# PASSAGE TO READ:
%%

Test The Spirits – And Then...?
Prophecy, Channeling, and the Christian Paranormal
Dear friends, do not believe every spirit, but test the spirits to see whether they are from God, because many false prophets have gone out into the world. This is how you can recognize the Spirit of God: Every spirit that acknowledges that Jesus Christ has come in the flesh is from God, but every spirit that does not acknowledge Jesus is not from God. 1 John 4:1 NIV
I would like every one of you to speak in tongues, but I would rather have you prophesy. He who prophesies is greater than one who speaks in tongues, unless he interprets, so that the church may be edified. 1 Corinthians 14:5
But the Pharisees said, "It is by the prince of demons that he drives out demons." Matthew 9:34
The majority of “Bible-believing” Evangelical Protestant Christians today believe as a matter of course in the existence of a spiritual (non-material) world. That is one of the distinguishing factors between “believing” Christianity and liberal-modernist Christianity, which in the 20th century attempted to radically restructure itself to respect the rise of modernism and scientific materialism. The modernist project didn't go as expected; religious faith remains a vital force in world affairs in the early 21st century, as does faith in spirituality of various forms – not all of it compatible with Christianity.

%%

# SET PROBLEM:
Can you reproduce the passage above on testing the spirits, word for word and in full?

# PROVIDED MATERIAL:
%%

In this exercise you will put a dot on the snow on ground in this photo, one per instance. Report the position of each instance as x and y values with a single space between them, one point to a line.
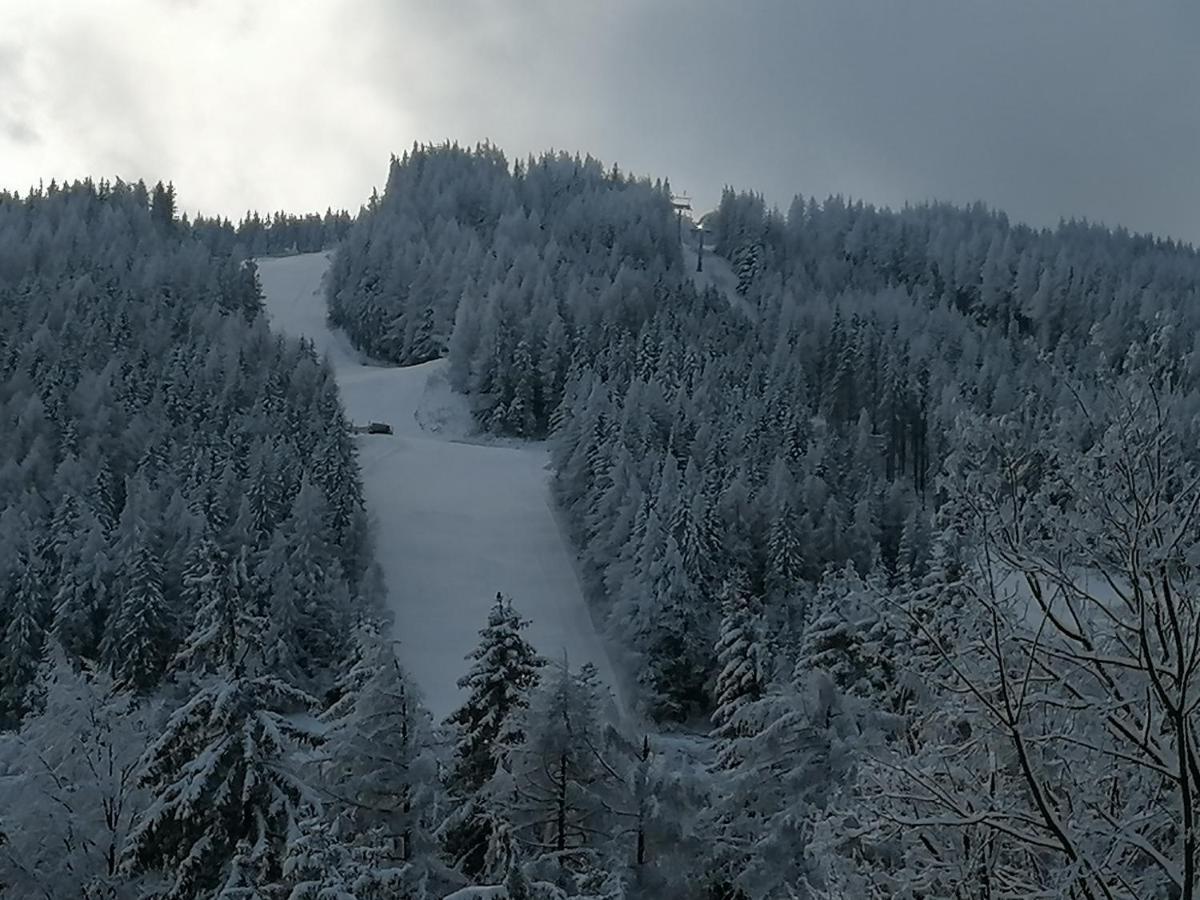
717 274
454 521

%%

# SOLUTION BELOW:
Test The Spirits – And Then...?
Prophecy, Channeling, and the Christian Paranormal
Dear friends, do not believe every spirit, but test the spirits to see whether they are from God, because many false prophets have gone out into the world. This is how you can recognize the Spirit of God: Every spirit that acknowledges that Jesus Christ has come in the flesh is from God, but every spirit that does not acknowledge Jesus is not from God. 1 John 4:1 NIV
I would like every one of you to speak in tongues, but I would rather have you prophesy. He who prophesies is greater than one who speaks in tongues, unless he interprets, so that the church may be edified. 1 Corinthians 14:5
But the Pharisees said, "It is by the prince of demons that he drives out demons." Matthew 9:34
The majority of “Bible-believing” Evangelical Protestant Christians today believe as a matter of course in the existence of a spiritual (non-material) world. That is one of the distinguishing factors between “believing” Christianity and liberal-modernist Christianity, which in the 20th century attempted to radically restructure itself to respect the rise of modernism and scientific materialism. The modernist project didn't go as expected; religious faith remains a vital force in world affairs in the early 21st century, as does faith in spirituality of various forms – not all of it compatible with Christianity.